*Directive*
Write down all of the lines below without changing anything.

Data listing
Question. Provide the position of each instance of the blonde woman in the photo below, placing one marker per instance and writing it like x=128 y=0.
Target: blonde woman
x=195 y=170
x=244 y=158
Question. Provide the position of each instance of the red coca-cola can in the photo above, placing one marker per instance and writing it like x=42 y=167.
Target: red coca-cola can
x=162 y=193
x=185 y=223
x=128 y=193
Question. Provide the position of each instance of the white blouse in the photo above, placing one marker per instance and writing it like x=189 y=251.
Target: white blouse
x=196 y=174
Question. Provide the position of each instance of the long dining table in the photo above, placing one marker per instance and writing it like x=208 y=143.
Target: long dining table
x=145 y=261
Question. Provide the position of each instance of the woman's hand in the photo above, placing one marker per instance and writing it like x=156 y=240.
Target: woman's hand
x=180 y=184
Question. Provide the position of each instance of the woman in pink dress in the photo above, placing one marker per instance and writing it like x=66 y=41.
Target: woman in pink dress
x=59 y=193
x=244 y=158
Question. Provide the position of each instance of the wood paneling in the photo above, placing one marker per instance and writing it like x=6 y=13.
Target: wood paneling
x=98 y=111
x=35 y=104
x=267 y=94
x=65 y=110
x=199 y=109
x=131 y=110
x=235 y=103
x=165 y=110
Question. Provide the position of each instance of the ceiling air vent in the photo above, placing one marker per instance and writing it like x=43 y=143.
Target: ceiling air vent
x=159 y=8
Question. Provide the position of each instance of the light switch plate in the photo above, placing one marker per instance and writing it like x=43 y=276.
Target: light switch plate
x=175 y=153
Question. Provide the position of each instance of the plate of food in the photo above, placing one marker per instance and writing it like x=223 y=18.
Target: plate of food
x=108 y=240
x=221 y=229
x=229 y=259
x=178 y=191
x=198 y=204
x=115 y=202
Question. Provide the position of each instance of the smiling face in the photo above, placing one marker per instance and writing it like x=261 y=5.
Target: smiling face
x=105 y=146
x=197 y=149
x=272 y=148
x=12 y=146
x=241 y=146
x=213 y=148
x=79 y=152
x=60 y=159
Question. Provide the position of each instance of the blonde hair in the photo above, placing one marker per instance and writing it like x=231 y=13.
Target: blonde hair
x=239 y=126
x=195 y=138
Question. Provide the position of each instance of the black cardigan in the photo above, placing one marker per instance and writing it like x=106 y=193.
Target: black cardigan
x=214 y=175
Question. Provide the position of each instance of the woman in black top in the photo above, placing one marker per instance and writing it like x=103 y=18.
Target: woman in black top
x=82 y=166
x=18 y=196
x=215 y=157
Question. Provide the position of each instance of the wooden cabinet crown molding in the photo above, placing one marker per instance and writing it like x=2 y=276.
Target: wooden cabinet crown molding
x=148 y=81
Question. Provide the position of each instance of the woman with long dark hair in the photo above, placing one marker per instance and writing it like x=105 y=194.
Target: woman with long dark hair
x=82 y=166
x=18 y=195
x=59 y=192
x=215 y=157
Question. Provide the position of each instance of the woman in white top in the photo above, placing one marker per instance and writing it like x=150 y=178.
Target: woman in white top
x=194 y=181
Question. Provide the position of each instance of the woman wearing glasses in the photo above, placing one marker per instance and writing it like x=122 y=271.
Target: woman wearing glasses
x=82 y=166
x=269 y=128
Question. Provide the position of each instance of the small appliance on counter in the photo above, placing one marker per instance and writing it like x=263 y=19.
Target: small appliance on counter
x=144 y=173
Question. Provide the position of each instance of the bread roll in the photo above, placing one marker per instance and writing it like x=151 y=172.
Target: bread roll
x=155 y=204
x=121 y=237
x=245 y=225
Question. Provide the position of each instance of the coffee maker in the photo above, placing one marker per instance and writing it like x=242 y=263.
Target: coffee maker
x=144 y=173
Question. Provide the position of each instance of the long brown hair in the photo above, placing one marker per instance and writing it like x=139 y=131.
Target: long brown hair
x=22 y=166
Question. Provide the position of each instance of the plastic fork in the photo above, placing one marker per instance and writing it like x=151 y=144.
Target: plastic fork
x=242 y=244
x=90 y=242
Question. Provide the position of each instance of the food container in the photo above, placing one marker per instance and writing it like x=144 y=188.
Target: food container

*Answer in full*
Question. Provide the position of each instance of the blonde woman in the photo below, placing one marker per instance and writing it like x=128 y=0.
Target: blonde woman
x=195 y=170
x=244 y=158
Question. Provide the position of each instance of the red coca-cola can in the photo above, placing one marker per instance and writing it like x=42 y=167.
Target: red coca-cola can
x=162 y=193
x=185 y=223
x=128 y=193
Question. Provide the position of each instance of the white blouse in the photo above, placing one marker per instance and writing it like x=189 y=251.
Target: white blouse
x=196 y=174
Question. Provide the position of each instance of the long dining table in the photo above, placing one marker per instance and writing it like x=208 y=143.
Target: long dining table
x=145 y=261
Question. Provide the position of each instance of the woman's hand in the photo above, placing one marker per instance and writing it like x=156 y=240.
Target: woman's hand
x=180 y=184
Question. Provide the position of each instance of the woman in pink dress in the photo above, placing one marker per instance and writing it like x=66 y=41.
Target: woman in pink dress
x=59 y=193
x=244 y=158
Question. Provide the position of each instance of the wood paneling in the photo above, placing one marker per instance and writing it like x=6 y=13.
Target: wood paneling
x=98 y=111
x=35 y=104
x=267 y=94
x=65 y=110
x=199 y=109
x=131 y=110
x=235 y=103
x=165 y=110
Question. Provide the position of each instance of the ceiling air vent in the photo above, placing one marker per instance and writing it like x=43 y=143.
Target: ceiling air vent
x=159 y=8
Question. Provide the position of each instance of the light switch plate in the photo above, placing one marker per instance and writing it like x=43 y=276.
Target: light switch plate
x=175 y=153
Question. Provide the position of each instance of the plate of food in the photo above, placing one marker per instance and writing it like x=223 y=18.
Target: plate of food
x=108 y=240
x=221 y=229
x=229 y=259
x=178 y=191
x=198 y=204
x=115 y=202
Question. Provide the position of each instance of the smiling face in the photo above, placing one marker per instance and writing it like x=261 y=5.
Target: smiling face
x=105 y=146
x=197 y=149
x=272 y=148
x=12 y=146
x=241 y=146
x=213 y=148
x=79 y=152
x=60 y=159
Question. Provide the position of each instance of the blonde hair in the photo above, placing one marker per instance and writing it like x=231 y=13.
Target: blonde hair
x=239 y=126
x=195 y=138
Question. Provide the position of each instance of the black cardigan in the photo above, placing one marker per instance and writing it like x=106 y=193.
Target: black cardigan
x=214 y=175
Question. Provide the position of each instance of the woman in black top in the photo above, placing one marker per instance and writing it like x=103 y=18.
Target: woman in black top
x=82 y=166
x=18 y=196
x=215 y=157
Question. Provide the position of each instance of the wooden cabinet crown molding in the photo above, placing one marker per instance and writing it like x=2 y=276.
Target: wooden cabinet crown molding
x=148 y=81
Question. Provide the position of each instance of the woman with long dark hair in the photo above, placing one marker per instance and writing it like x=105 y=194.
Target: woman with long dark hair
x=82 y=166
x=18 y=195
x=59 y=192
x=215 y=157
Question. Provide the position of each instance of the woman in white top in the photo above, placing one marker per instance and writing it like x=150 y=178.
Target: woman in white top
x=194 y=181
Question. Provide the position of each instance of the woman wearing glasses in the photo above, placing one marker per instance and writing it like x=122 y=271.
Target: woman wearing glasses
x=82 y=166
x=269 y=128
Question. Provide the position of each instance of the small appliance on counter in the photo above, placing one marker per instance and writing it like x=263 y=19.
Target: small appliance on counter
x=144 y=173
Question. Provide the position of each instance of the bread roll in the photo above, placing one marker per instance and writing it like x=151 y=172.
Target: bread roll
x=155 y=204
x=121 y=237
x=245 y=225
Question. Provide the position of each instance of the coffee maker in the photo above, placing one marker per instance and writing it like x=242 y=263.
Target: coffee maker
x=144 y=173
Question. Provide the position of each instance of the long brown hair in the photo above, placing one marker per instance and writing it like x=139 y=131.
Target: long brown hair
x=22 y=166
Question. Provide the position of each instance of the plastic fork in the photo above, placing one marker per instance and writing it like x=151 y=144.
Target: plastic fork
x=242 y=244
x=90 y=242
Question. Provide the position of each instance of the food container in the photo above, placing one marker per instance and writing it like x=144 y=188.
Target: food container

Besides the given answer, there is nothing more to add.